Instruction => Reproduce nothing but the closing run of lines: the line with "Where can the fox cub" and each line that follows it to the end of the data.

Task input =>
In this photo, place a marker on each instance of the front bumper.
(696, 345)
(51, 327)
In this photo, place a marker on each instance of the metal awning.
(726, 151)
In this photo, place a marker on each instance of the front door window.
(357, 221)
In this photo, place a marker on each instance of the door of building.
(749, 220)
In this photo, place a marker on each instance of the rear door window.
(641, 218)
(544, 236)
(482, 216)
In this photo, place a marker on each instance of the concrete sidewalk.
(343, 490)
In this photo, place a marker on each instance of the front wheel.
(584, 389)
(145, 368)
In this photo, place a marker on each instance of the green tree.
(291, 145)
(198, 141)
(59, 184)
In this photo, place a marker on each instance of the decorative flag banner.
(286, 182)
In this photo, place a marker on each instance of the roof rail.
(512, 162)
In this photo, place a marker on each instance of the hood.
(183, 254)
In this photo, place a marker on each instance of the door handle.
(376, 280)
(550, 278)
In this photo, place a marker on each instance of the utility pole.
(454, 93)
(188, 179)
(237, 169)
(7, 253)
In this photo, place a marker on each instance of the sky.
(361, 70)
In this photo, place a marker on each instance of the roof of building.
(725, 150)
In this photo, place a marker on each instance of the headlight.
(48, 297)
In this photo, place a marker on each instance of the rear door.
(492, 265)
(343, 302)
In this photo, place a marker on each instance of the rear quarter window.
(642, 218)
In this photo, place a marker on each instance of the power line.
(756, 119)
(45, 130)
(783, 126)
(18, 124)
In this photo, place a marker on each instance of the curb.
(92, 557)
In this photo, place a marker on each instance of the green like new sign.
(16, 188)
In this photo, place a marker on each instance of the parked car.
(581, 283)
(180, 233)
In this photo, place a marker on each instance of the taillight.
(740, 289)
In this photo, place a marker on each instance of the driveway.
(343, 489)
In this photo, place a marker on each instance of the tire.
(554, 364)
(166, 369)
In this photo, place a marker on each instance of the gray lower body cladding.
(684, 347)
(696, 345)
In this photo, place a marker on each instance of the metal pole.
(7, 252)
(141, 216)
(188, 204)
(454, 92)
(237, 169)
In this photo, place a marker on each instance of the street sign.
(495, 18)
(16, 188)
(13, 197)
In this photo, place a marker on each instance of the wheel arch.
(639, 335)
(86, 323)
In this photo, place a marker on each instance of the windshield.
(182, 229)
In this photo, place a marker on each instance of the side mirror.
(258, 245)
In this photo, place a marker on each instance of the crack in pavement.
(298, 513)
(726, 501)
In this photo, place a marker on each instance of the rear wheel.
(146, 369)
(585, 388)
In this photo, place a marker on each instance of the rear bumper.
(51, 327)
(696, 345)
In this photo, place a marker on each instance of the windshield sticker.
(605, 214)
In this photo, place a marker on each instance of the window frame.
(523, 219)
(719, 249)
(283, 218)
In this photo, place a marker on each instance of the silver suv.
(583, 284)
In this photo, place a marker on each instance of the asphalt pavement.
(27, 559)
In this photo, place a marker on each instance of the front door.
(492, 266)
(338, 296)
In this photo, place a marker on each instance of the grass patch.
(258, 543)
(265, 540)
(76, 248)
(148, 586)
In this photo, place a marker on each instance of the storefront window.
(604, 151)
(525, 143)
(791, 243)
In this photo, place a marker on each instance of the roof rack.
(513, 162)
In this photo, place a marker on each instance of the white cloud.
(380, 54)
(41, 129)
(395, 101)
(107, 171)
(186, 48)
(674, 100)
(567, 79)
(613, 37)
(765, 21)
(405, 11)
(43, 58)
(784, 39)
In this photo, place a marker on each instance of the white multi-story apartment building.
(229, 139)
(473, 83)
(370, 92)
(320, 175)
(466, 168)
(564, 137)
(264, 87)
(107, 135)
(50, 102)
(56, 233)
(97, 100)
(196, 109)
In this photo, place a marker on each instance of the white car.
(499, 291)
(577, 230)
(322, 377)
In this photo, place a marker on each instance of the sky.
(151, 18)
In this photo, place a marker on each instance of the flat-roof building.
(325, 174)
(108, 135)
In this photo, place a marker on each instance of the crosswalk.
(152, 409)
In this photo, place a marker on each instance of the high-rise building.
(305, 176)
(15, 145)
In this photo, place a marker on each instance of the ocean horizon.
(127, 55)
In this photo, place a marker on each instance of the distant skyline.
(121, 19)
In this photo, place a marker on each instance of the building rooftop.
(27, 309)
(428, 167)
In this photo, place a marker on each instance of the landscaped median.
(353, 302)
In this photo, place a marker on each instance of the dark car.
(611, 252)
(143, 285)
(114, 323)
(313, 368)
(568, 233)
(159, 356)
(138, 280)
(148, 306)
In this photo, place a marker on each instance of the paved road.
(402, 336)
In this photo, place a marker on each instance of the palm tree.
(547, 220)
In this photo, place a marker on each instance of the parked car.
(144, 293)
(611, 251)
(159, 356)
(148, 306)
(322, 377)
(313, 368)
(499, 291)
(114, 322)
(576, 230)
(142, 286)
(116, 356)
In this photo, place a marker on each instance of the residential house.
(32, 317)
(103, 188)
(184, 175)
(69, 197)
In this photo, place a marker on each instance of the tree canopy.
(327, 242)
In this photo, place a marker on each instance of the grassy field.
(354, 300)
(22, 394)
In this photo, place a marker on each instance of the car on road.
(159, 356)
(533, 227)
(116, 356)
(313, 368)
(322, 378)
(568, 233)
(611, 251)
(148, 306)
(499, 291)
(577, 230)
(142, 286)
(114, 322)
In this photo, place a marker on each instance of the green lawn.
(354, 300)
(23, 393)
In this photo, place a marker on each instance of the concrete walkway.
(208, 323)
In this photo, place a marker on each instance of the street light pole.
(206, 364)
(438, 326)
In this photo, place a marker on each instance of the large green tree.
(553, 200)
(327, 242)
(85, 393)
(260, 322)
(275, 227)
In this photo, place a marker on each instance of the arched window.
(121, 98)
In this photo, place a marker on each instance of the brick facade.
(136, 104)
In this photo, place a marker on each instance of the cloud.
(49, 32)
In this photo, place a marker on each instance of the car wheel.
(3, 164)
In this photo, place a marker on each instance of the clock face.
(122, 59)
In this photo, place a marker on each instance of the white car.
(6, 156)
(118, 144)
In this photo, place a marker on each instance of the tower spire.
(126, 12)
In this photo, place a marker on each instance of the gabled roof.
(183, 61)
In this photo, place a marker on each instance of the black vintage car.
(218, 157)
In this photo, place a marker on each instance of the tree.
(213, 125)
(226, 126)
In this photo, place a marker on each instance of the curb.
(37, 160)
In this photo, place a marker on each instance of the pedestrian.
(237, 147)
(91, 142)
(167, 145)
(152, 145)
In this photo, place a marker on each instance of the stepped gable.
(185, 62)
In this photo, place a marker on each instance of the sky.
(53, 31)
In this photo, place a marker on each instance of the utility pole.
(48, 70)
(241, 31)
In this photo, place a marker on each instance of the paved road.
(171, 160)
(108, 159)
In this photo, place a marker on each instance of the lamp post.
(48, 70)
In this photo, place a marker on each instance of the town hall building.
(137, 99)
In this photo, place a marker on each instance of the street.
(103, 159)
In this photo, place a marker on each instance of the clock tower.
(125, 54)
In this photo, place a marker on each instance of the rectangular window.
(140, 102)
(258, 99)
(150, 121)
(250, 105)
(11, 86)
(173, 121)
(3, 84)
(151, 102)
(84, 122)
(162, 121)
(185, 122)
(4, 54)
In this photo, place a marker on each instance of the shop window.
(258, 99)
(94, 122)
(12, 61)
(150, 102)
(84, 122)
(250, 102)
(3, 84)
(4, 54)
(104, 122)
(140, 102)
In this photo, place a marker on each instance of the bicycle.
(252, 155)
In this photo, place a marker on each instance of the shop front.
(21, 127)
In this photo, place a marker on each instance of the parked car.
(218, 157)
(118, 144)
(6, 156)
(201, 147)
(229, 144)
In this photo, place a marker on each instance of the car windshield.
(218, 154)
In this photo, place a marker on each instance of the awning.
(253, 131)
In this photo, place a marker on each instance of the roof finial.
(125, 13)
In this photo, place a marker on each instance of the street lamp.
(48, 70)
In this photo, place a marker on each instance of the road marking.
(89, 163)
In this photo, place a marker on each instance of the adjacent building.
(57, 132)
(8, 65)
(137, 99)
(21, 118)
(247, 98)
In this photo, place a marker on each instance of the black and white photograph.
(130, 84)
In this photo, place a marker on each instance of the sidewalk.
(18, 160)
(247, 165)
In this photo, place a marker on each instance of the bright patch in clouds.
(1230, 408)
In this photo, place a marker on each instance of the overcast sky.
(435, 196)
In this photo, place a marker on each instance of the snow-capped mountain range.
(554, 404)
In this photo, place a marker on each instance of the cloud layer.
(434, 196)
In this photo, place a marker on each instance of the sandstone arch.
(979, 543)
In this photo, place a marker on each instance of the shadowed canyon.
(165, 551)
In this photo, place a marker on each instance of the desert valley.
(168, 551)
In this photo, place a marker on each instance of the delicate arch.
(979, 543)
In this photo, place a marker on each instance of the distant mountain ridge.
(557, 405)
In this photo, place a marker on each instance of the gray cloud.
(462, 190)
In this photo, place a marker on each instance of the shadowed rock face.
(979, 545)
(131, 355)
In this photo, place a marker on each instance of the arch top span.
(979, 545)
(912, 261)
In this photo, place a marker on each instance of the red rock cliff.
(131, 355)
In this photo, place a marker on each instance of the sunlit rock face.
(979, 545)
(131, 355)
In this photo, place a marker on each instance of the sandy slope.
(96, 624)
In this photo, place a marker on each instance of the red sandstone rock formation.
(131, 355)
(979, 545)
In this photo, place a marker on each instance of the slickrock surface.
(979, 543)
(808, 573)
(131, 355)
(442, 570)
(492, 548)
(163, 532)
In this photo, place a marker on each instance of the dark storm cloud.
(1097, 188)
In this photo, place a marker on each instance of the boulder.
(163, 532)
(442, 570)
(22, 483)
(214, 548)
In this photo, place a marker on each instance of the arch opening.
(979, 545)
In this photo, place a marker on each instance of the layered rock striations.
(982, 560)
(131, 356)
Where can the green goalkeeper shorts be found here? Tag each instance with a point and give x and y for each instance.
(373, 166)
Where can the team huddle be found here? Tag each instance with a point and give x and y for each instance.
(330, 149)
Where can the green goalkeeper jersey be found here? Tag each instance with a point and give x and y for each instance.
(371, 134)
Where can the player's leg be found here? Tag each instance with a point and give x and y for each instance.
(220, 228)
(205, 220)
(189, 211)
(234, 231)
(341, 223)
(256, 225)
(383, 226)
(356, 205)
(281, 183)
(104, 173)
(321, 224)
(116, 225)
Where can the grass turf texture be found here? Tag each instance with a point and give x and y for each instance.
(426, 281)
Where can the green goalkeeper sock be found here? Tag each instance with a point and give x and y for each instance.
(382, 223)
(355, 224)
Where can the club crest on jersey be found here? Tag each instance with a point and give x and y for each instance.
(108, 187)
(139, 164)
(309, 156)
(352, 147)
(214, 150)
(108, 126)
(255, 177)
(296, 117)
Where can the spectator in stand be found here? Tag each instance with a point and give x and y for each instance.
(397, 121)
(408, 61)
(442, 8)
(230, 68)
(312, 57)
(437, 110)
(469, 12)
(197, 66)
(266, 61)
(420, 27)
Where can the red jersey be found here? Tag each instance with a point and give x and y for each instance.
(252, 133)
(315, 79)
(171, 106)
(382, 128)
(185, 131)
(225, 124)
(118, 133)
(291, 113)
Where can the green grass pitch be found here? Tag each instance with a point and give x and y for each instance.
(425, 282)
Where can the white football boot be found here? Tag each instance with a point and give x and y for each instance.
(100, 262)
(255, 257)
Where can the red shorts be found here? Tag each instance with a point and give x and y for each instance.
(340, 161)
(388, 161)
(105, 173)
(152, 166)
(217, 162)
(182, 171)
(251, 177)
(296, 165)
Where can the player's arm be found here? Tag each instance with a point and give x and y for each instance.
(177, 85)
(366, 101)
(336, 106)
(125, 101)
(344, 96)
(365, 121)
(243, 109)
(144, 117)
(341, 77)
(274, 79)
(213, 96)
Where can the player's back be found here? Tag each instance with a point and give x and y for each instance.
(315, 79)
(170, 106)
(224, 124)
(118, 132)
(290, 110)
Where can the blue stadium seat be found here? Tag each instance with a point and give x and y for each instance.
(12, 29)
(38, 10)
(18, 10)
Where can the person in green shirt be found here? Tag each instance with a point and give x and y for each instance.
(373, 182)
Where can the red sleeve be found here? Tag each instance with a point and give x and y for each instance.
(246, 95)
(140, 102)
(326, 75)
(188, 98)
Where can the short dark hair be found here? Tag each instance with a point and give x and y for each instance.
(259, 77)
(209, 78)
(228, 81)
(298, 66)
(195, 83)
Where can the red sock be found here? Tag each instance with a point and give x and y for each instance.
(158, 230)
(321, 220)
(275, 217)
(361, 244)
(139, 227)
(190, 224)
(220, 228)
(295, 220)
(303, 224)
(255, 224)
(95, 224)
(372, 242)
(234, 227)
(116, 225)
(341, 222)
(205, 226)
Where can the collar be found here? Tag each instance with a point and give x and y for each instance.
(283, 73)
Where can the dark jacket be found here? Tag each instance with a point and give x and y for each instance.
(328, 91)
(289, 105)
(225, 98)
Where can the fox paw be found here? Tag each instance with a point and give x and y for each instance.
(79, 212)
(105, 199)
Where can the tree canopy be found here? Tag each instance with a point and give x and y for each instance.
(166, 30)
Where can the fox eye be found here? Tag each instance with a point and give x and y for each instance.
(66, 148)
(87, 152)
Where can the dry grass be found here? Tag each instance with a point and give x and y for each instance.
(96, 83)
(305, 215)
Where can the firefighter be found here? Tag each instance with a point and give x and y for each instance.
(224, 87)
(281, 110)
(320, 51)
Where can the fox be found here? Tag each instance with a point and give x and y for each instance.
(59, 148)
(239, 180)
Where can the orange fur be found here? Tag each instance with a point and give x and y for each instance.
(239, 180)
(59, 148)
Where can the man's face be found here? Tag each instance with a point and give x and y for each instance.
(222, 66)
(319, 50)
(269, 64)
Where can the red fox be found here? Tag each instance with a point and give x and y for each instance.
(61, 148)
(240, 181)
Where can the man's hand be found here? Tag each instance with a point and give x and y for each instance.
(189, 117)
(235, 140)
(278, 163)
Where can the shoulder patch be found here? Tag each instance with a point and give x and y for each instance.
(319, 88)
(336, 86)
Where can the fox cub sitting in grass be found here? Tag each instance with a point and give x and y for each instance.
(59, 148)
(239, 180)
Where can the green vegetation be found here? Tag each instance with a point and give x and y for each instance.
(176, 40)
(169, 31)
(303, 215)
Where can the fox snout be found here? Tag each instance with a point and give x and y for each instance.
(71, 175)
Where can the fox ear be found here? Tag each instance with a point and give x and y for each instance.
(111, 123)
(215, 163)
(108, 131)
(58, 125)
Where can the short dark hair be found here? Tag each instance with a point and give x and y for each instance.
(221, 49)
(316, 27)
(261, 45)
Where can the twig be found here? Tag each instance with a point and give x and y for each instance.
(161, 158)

Solved exercise =>
Where can the fox cub sitting in grass be found here? Tag each instance with a point and give x and y for each instance.
(59, 148)
(239, 180)
Where can the green vegetation be found here? Tag each instance with a point and give x and y for each instance.
(176, 40)
(169, 31)
(303, 215)
Where can the fox snout be found here? Tag each instance with a point and give x and y for each instance.
(71, 175)
Where can the fox ear be found here? Tag each instance with a point and give x and y for each instance.
(111, 123)
(215, 163)
(108, 131)
(58, 125)
Where can the short dark hair be found here? Tag each instance with a point and give x and y for each instance.
(221, 49)
(316, 27)
(261, 45)
Where can the twig be found here? Tag each instance with a point and give x and y for each instance.
(161, 158)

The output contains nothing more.